> **Given problem**:
Extract, verbatim, all lines starting at the one containing "of the brown" and ending with the final line of the listing, and no others.

::::

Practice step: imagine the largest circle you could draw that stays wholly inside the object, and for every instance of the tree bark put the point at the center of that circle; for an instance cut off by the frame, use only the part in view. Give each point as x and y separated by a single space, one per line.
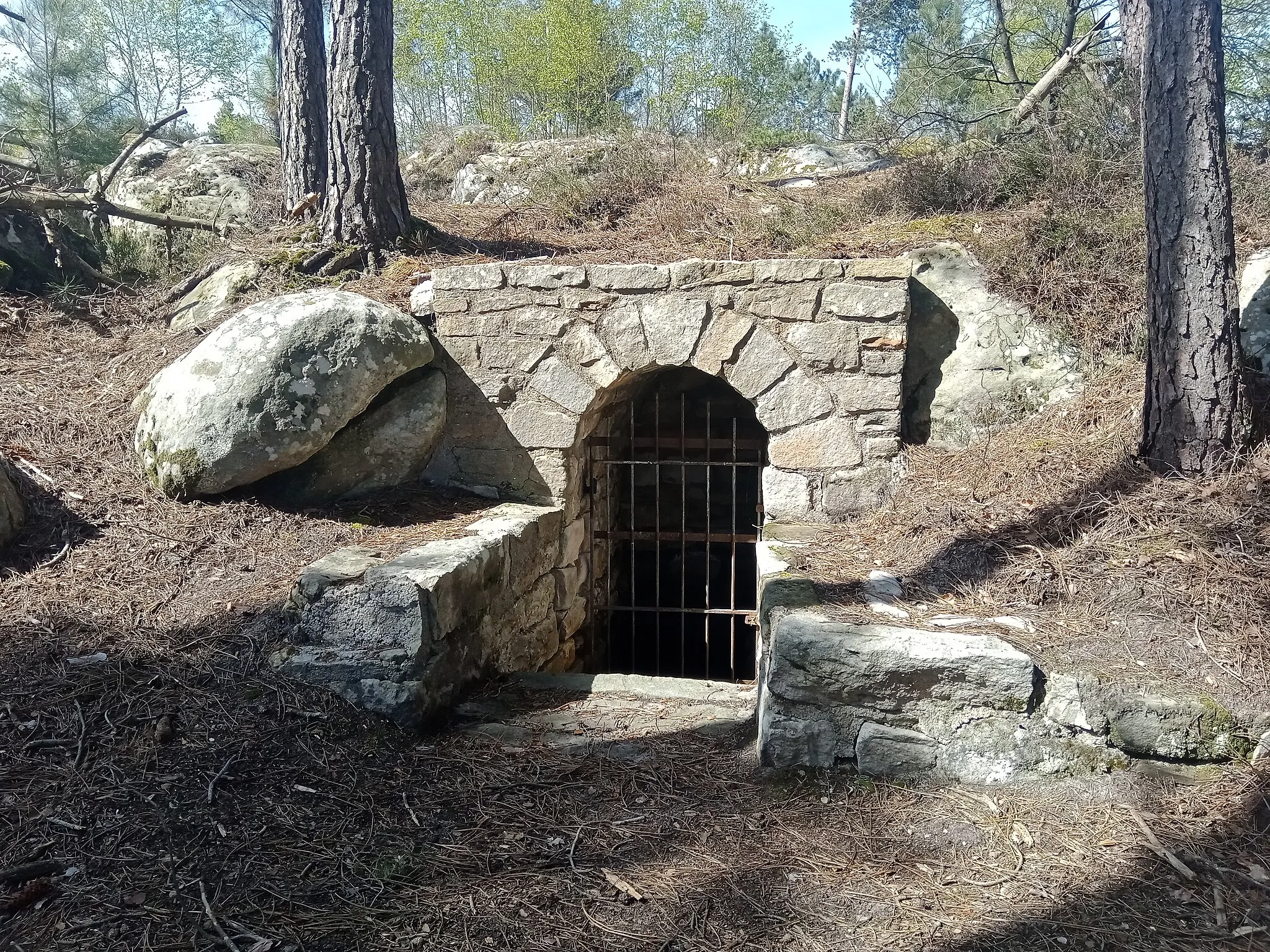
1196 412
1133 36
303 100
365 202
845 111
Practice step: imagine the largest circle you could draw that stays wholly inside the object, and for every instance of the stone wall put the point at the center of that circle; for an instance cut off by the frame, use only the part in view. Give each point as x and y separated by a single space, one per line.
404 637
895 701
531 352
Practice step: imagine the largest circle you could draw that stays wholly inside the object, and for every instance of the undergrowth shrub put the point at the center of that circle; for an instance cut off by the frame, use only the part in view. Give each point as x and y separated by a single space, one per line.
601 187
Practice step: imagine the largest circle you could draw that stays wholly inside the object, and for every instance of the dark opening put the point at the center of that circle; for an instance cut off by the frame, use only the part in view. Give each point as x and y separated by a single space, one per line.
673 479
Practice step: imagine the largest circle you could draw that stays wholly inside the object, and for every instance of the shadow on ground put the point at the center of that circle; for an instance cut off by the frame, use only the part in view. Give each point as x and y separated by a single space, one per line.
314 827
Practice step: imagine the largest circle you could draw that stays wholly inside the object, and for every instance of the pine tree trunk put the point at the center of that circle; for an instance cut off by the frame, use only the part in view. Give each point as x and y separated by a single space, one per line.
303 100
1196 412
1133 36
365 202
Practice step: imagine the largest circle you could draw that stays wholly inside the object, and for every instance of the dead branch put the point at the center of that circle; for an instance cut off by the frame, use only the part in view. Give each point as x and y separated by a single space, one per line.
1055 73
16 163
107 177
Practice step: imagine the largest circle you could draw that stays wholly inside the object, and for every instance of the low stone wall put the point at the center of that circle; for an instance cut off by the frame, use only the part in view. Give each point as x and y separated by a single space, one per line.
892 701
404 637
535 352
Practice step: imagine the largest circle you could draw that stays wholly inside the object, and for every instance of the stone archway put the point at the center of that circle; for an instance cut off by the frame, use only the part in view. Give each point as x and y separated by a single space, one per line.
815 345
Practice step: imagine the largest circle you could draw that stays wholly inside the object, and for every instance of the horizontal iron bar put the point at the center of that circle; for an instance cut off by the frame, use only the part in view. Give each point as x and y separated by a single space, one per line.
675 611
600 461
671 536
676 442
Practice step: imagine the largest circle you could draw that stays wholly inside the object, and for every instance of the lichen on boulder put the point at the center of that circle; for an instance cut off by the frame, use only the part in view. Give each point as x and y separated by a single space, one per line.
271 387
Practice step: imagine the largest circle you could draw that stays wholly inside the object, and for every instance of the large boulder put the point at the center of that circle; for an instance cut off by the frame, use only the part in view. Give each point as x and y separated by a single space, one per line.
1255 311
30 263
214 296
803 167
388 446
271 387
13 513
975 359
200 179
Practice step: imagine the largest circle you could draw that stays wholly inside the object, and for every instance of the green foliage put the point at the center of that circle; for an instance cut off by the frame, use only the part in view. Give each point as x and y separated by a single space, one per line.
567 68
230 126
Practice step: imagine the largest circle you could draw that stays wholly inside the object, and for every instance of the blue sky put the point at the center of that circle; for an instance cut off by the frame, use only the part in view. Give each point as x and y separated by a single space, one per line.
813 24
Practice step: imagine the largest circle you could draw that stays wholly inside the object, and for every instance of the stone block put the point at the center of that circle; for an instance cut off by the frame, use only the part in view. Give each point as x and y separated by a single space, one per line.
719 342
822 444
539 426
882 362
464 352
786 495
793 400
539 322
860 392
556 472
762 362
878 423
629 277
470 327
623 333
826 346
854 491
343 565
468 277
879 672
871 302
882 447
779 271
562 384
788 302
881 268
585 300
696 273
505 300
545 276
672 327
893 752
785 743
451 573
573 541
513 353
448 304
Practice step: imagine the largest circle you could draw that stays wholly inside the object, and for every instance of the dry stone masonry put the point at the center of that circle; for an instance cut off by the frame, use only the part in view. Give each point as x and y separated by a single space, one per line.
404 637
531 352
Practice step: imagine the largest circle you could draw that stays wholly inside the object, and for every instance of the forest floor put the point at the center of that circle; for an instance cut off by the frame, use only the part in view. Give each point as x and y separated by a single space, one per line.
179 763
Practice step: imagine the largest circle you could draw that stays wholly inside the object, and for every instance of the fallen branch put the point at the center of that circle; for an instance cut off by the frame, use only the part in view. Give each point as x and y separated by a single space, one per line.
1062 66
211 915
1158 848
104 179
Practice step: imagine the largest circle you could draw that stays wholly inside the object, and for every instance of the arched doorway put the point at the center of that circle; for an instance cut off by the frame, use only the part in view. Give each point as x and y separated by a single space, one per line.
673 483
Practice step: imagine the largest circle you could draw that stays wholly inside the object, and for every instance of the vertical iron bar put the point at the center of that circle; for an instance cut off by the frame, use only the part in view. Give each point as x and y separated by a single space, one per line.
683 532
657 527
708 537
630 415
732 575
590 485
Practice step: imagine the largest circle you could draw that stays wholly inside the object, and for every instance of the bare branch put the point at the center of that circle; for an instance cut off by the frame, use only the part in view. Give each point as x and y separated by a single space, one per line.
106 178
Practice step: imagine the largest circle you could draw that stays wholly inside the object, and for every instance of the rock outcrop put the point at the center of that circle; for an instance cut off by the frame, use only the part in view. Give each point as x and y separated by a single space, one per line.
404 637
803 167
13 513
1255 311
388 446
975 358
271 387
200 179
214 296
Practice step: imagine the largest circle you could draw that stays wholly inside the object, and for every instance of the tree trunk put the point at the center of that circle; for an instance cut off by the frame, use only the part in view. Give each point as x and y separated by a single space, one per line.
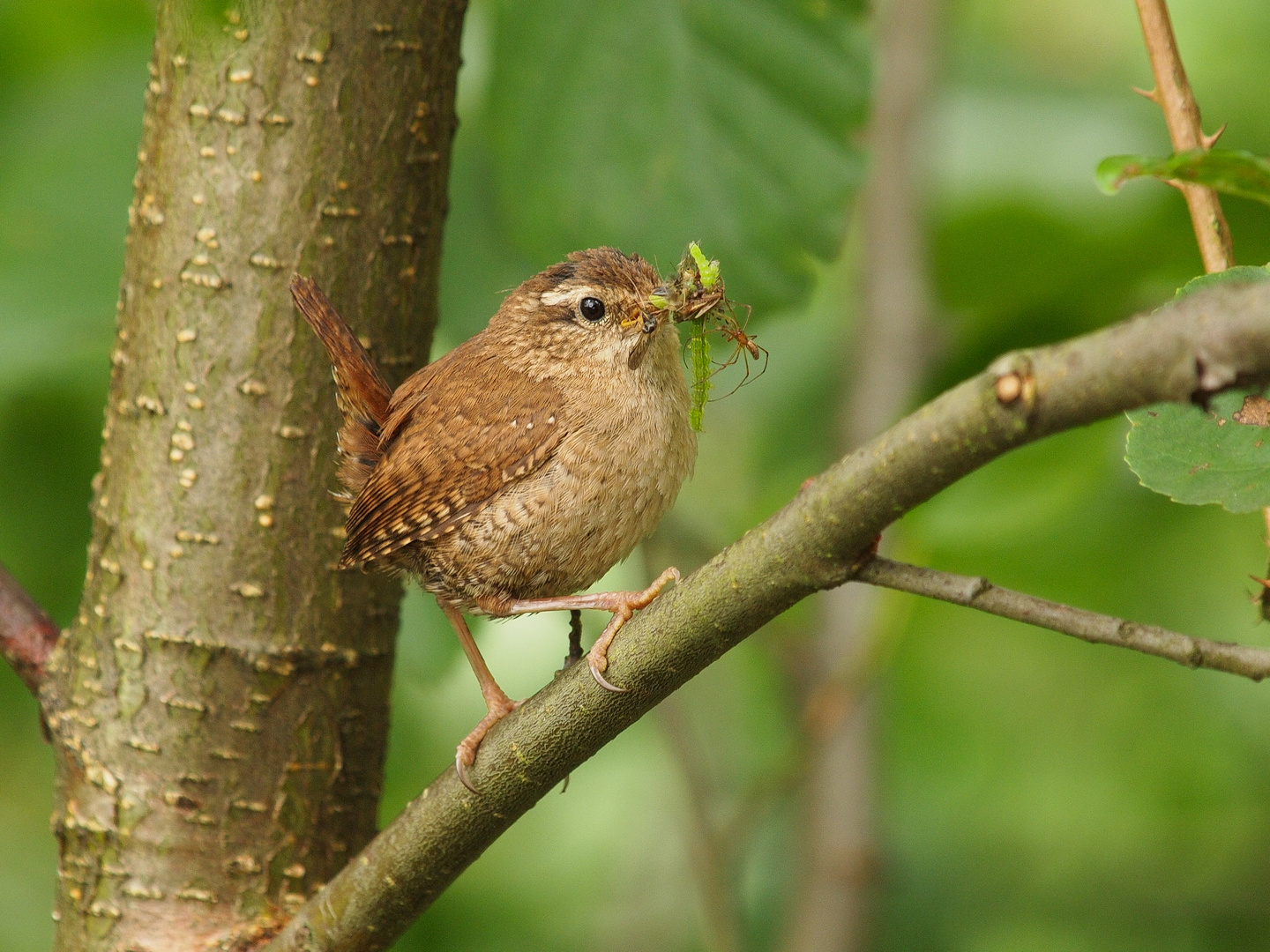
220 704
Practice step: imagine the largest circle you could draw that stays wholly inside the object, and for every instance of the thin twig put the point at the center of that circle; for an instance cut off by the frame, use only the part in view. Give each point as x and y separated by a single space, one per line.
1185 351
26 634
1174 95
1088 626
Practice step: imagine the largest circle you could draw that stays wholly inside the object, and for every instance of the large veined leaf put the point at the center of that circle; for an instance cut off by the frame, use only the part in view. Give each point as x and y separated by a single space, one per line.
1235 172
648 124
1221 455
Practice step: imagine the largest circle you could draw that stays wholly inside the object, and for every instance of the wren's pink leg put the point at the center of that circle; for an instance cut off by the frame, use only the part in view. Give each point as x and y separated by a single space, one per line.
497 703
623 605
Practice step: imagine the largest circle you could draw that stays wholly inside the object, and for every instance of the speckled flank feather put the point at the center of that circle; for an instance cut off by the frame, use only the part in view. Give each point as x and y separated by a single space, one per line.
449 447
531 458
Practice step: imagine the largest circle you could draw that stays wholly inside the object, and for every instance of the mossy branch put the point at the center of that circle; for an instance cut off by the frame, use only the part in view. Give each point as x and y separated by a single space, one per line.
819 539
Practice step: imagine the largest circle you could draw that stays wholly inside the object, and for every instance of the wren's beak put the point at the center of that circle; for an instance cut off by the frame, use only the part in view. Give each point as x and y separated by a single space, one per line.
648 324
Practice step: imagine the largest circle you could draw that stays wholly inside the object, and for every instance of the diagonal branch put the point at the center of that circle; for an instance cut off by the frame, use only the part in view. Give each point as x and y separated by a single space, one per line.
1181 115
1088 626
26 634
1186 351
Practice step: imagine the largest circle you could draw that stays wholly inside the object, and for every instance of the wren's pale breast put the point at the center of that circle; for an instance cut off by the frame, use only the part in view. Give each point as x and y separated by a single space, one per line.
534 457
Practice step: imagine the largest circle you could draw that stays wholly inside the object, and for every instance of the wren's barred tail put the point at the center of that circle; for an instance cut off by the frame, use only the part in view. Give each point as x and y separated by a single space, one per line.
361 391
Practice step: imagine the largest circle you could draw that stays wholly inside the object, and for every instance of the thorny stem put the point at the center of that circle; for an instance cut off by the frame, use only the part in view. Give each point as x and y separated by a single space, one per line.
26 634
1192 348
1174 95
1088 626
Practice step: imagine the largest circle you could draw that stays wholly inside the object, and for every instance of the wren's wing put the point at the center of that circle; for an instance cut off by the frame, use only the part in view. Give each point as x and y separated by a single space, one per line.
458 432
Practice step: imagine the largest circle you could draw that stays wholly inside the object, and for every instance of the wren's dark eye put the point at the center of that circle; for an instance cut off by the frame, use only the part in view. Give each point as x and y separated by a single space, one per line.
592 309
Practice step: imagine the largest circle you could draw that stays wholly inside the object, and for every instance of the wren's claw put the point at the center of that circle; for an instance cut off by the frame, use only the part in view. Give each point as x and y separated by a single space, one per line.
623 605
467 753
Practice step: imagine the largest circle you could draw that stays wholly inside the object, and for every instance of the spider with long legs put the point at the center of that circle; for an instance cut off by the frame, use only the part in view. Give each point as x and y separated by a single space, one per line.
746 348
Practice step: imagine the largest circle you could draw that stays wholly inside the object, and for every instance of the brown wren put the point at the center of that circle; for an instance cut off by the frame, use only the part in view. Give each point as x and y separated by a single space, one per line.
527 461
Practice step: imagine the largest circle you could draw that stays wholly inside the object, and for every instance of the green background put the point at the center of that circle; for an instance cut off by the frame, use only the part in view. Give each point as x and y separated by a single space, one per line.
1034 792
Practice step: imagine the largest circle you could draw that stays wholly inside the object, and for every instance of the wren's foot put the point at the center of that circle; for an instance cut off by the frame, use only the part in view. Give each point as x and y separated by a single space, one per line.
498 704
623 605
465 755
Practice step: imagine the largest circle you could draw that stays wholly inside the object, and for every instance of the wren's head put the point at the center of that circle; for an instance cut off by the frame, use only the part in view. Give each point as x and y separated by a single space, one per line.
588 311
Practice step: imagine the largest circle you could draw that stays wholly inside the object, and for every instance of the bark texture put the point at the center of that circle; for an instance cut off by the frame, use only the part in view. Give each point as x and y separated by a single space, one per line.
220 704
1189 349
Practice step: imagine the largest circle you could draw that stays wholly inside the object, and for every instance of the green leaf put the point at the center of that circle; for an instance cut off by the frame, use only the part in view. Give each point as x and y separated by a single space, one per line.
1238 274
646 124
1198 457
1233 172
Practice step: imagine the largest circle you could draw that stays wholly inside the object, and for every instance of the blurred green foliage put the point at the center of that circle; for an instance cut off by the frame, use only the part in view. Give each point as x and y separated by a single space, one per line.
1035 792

::::

> **Written response**:
Practice step: imagine the largest circle you could draw that stays wholly inside the object, and for every instance of the brown wren put the point at the center of that circle; for an instance cut off by the frame, use only the part in view. Give each point as x and y separated by a single space, one per line.
527 461
Practice step: imagine the largest circle you could draw that stays wholly inside the object, and for every instance of the green background put the point at the center of that circle; for an instance cut off by the frame, use only the part in view. Give each point as x and y separated by a single space, one per line.
1034 792
Practice step: imagine the largest circle you could draw that stays wholly inside the object, and for every instance of the wren's foot put the point at the center of that circle; for an instance cut off by the frame, use only the part in view. Give each point as x and y separated by a single space, one per line.
498 704
623 605
465 755
Practice step: imagine the largest circle you could draw that stays wholly inside the object, and for every instance of the wren's head put the point at the center of that circle; for an instance cut off by the frame, use only the part in view. Give each point as x and y separated by a single space, one per line.
588 311
Practice step: imagine the largest circle you could draw that stays wholly inside the object, and for every instance of the bark texture put the point at the center of that circle; for an instance cut off by the frame, use only the part in view. Give each point as x and y separated by a single space, one per line.
220 704
1189 349
Practice step: imagine the largest circle you could draw that stays wholly inside the object, and for every instance of the green leaf put the point at the center of that circle; for an instance cut off by the frame, use only the part in view. Give each point as x and y separated by a single space, one per line.
1238 274
646 124
1198 457
1233 172
Practice step: imagine the largest circle you could draw that stays wholly inside the object, and for every instance of the blurred green foliage put the point at the center of that circle; for an instance cut off by the frame, use only the part in view. Give each point as x and y separated by a single space, one per line.
1035 792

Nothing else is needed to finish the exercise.